La voix, toute voix, porte la question de sa propre provenance, de sa singularité, et parce qu’elle porte ces questions est toujours hantée par la peur de perdre, de ne pas savoir maintenir, garder cette singularité comme ce qu’elle est, elle risque toujours d’être entraînée dans une scène, dans un jeu de forces où les influences font perdre la maîtrise, où les désirs en jeu, souvent incompatibles, la font s’étouffer, s’étrangler, se taire. Les voies, les modalités, les raisons de cette désappropriation, voilà ce qui m’intéresse. Non que je trouve cela « intéressant », c’est que cela m’engage, me comprend dans un processus dont la logique m’échappe et qui fait que je ne me reconnais plus. En effet, il peut toujours m’arriver de parler ou d’écrire d’une voix qui ne me contienne pas, qui ne me comprenne pas, qui au contraire m’inquiète, m’éloigne de qui je crois être, de qui je crois pouvoir être, de qui je veux croire pouvoir être. Alors je recommence, j’essaye de m’ajuster, d’affiner ma position ou ma posture dans l’espoir d’obtenir enfin une confirmation d’appartenance.

 

Comment fait-on pour ne pas faire trop attendre la jouissance de parler juste, pour ne pas perdre définitivement la possibilité de cette jouissance, comment fait-on pour faire juste ce qu’il faut pour être juste ? C’est parfois surprenant.

 

Se frayer un passage. La tâche de toute une vie, la tâche de toute vie.

 

 

Qu’attend-on d’une vie ? Qu’y demande-t-on ? Qu’espère-t-on y gagner ? Y éviter ? Voilà autant de questions et de programmes que nous ne devrions pas fuir. Elles ont toutes à voir avec celles que j’essaye de formuler à propos de la voix, du ton, de la langue, de la justesse. C’est avec ces questions que nous nous engageons dans la vie, justement, avec toutes sortes d’armes, suivant toutes sortes de trajectoires et de motivations et d’alliances, terriblement sophistiquées, surdéterminées, mais si simples finalement, et nues, et dérisoires, comme je ne sais plus qui le disait, Nicolás Gómez Dávila peut-être. C’est pourquoi si souvent nous nous défendons, justifions, consolidons ce que nous faisons et avons fait, dans l’espoir qu’au bout du compte nous aurons gagné un peu de terrain. Et c’est pourquoi également nous multiplions les protocoles pour fuir les questions impossibles - c’est-à-dire toutes les questions qui ont trait à ce que nous faisons et pourquoi nous le faisons. Toutes ces questions sont impossibles, nous ne pouvons que fuir devant elles, d’une manière ou d’une autre, bien qu’il vaudrait mieux pas.

Données:
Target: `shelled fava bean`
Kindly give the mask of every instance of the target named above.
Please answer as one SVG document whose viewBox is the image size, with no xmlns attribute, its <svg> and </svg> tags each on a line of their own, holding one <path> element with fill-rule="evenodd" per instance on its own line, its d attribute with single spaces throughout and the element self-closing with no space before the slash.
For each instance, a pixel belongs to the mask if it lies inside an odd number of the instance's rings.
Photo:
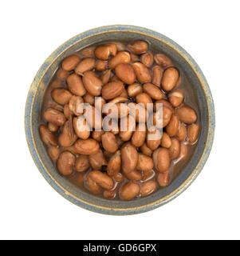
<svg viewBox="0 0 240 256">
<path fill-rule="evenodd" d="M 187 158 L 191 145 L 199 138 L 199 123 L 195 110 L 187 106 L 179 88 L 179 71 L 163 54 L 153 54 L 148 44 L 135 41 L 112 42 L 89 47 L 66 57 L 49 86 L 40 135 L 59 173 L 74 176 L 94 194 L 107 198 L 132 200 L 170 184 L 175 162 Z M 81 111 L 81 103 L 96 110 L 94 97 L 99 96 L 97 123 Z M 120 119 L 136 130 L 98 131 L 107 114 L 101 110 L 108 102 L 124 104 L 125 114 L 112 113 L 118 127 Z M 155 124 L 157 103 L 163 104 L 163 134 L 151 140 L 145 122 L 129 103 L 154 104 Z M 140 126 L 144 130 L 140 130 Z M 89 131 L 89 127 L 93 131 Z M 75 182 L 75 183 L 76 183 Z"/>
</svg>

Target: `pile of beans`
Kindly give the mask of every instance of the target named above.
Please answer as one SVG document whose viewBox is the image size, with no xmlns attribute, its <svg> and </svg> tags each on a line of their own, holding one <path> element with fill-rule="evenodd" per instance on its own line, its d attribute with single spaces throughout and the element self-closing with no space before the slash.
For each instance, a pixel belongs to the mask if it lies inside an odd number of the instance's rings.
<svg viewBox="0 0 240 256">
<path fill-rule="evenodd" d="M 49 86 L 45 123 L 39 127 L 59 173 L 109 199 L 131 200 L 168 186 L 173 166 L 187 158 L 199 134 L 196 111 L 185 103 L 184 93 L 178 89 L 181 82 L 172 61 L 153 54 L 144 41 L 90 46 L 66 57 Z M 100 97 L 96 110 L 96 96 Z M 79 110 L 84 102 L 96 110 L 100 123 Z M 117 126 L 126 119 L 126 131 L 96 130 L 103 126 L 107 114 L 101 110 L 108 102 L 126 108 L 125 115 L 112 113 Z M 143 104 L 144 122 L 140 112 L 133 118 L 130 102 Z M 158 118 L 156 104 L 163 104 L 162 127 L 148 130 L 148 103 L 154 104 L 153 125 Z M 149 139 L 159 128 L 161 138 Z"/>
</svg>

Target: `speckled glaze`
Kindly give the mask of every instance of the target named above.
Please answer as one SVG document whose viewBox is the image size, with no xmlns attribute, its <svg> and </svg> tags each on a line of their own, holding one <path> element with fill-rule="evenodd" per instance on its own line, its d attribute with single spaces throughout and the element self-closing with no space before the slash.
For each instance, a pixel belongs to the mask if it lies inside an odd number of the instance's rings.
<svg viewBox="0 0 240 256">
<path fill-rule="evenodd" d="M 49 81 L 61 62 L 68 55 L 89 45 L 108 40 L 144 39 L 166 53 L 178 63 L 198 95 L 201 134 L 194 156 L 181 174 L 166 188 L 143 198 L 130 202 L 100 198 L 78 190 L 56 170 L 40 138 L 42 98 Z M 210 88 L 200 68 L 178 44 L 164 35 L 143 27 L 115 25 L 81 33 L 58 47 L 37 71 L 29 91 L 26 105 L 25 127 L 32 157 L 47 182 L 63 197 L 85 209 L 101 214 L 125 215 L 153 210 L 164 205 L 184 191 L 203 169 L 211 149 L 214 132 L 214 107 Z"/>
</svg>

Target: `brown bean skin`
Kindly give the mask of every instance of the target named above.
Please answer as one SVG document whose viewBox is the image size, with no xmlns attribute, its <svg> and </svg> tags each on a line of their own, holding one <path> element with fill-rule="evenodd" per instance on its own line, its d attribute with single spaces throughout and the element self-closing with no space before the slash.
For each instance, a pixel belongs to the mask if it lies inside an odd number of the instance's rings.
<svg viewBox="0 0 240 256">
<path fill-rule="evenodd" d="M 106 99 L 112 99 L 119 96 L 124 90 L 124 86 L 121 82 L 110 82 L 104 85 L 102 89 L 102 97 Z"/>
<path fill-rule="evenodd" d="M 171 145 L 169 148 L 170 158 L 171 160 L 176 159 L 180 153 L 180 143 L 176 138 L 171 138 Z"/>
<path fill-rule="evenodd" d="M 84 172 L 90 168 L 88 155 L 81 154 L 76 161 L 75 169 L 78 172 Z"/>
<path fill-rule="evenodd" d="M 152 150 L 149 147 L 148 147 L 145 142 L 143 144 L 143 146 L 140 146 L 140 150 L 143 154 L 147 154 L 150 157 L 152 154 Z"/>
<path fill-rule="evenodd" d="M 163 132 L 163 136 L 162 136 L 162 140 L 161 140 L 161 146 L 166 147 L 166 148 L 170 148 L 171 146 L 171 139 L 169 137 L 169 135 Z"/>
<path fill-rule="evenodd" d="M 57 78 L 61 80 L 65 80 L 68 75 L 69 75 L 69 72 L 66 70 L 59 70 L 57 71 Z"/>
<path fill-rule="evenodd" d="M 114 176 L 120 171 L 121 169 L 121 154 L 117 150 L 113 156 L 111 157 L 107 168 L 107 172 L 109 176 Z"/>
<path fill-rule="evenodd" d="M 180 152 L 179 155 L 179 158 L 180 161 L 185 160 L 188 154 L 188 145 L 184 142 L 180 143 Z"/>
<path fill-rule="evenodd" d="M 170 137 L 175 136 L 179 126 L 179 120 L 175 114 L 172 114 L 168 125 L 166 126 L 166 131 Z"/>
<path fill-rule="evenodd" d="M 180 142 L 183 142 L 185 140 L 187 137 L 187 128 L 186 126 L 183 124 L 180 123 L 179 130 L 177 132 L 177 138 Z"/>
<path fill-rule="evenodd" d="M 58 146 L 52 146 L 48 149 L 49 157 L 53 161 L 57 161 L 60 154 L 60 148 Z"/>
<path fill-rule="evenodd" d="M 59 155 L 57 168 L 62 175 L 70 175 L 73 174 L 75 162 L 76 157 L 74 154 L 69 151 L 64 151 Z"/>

Consignes:
1. Dans l'extrait sur la voix, comment l'auteur désigne-t-il le fait de se frayer un passage ?
2. Recopiez le passage de l'extrait allant de « Comment fait-on pour ne » jusqu'à « C’est parfois surprenant. ».

Corrigé:
1. La tâche de toute une vie, la tâche de toute vie.

2.
Comment fait-on pour ne pas faire trop attendre la jouissance de parler juste, pour ne pas perdre définitivement la possibilité de cette jouissance, comment fait-on pour faire juste ce qu’il faut pour être juste ? C’est parfois surprenant.